Stored items:
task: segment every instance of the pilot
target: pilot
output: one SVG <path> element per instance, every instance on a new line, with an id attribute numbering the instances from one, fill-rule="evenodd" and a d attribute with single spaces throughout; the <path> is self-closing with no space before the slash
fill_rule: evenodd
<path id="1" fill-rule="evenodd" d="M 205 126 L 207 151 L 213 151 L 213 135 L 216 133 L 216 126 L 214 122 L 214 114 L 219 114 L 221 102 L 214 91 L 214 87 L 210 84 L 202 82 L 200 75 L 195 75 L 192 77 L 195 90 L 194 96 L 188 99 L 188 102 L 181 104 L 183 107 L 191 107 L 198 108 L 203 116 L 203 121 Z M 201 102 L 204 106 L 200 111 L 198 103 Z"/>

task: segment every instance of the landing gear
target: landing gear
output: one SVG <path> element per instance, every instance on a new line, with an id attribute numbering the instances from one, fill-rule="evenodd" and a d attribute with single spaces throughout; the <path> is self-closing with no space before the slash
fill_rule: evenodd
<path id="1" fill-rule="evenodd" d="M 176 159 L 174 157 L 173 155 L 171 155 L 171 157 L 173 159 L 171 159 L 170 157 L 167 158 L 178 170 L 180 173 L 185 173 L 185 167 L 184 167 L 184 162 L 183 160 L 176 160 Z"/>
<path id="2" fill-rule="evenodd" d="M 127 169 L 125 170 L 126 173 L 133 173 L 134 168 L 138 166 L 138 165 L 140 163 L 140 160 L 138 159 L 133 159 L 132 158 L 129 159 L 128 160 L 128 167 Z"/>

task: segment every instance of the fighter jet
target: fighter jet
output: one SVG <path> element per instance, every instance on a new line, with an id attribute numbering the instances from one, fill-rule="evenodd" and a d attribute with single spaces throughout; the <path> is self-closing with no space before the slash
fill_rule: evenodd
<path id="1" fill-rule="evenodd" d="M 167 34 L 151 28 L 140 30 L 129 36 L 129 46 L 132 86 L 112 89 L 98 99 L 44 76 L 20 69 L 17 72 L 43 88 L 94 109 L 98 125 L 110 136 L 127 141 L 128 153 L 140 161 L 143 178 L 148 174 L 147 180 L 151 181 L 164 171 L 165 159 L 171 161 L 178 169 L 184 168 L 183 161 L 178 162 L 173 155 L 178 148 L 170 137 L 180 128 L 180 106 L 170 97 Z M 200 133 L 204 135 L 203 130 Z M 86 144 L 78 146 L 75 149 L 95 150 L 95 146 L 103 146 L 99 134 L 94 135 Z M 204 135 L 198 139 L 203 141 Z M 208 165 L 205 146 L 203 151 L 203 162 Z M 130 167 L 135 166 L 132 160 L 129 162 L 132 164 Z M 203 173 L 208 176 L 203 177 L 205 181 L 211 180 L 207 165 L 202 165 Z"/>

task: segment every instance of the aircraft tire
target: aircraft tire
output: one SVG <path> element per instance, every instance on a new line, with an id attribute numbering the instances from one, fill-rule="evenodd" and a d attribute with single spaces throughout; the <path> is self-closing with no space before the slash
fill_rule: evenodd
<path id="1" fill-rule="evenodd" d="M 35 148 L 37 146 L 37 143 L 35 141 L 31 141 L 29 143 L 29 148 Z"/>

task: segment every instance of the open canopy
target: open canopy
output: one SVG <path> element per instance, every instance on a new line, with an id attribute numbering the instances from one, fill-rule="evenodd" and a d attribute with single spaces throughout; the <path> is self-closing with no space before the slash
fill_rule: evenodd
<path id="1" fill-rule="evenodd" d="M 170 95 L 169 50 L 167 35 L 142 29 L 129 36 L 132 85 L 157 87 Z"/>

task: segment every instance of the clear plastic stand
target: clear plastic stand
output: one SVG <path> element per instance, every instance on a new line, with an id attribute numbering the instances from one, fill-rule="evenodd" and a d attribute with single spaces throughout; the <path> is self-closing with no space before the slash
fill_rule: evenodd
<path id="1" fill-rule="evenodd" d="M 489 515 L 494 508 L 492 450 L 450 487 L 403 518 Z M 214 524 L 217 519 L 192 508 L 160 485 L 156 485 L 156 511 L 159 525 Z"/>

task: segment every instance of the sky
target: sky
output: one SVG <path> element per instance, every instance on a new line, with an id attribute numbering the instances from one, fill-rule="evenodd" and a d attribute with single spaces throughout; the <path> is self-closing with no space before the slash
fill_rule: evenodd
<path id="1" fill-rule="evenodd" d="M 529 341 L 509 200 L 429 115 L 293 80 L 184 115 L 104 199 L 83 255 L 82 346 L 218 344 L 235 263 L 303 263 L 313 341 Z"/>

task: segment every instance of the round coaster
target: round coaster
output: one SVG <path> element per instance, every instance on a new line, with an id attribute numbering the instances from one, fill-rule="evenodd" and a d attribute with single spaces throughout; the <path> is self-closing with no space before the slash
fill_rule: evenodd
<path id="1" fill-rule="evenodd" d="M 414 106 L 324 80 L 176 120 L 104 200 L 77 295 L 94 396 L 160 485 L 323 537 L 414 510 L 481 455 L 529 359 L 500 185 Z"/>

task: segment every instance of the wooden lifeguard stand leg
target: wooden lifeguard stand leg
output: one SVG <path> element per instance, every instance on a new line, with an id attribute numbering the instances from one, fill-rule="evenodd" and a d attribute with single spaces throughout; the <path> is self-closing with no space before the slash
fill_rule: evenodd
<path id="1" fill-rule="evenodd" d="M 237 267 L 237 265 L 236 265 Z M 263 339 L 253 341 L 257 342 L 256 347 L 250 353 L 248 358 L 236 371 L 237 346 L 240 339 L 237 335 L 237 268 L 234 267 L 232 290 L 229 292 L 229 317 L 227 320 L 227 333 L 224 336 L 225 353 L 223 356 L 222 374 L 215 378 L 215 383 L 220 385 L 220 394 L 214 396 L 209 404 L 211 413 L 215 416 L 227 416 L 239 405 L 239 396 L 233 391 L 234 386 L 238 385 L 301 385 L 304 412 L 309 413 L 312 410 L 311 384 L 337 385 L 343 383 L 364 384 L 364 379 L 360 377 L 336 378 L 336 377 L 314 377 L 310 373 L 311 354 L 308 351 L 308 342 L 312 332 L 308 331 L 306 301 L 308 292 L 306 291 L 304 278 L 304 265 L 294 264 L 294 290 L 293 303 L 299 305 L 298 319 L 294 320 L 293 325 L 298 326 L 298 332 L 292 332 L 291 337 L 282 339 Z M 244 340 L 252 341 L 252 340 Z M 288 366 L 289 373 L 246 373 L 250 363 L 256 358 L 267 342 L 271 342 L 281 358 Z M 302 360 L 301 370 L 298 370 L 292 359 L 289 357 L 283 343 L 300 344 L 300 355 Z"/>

Written problem:
Put the lines of the records from their first line through the line that contains "205 126 L 207", including both, into a JSON list of strings with one string per line and no blank lines.

Answer below:
[
  "task: segment every instance of the pilot",
  "target: pilot",
  "output: one SVG <path> element per instance, every instance on a new line, with an id attribute numbering the instances from one, fill-rule=\"evenodd\" and a d attribute with single spaces throughout; the <path> is self-closing with no space before the slash",
  "fill_rule: evenodd",
  "<path id=\"1\" fill-rule=\"evenodd\" d=\"M 205 126 L 207 151 L 213 151 L 213 135 L 216 133 L 216 126 L 214 122 L 214 114 L 219 114 L 221 102 L 214 91 L 214 87 L 210 84 L 202 82 L 200 75 L 195 75 L 192 77 L 195 90 L 194 96 L 188 99 L 188 102 L 181 104 L 183 107 L 191 107 L 198 108 L 203 116 L 203 121 Z M 201 102 L 204 106 L 200 111 L 198 103 Z\"/>"
]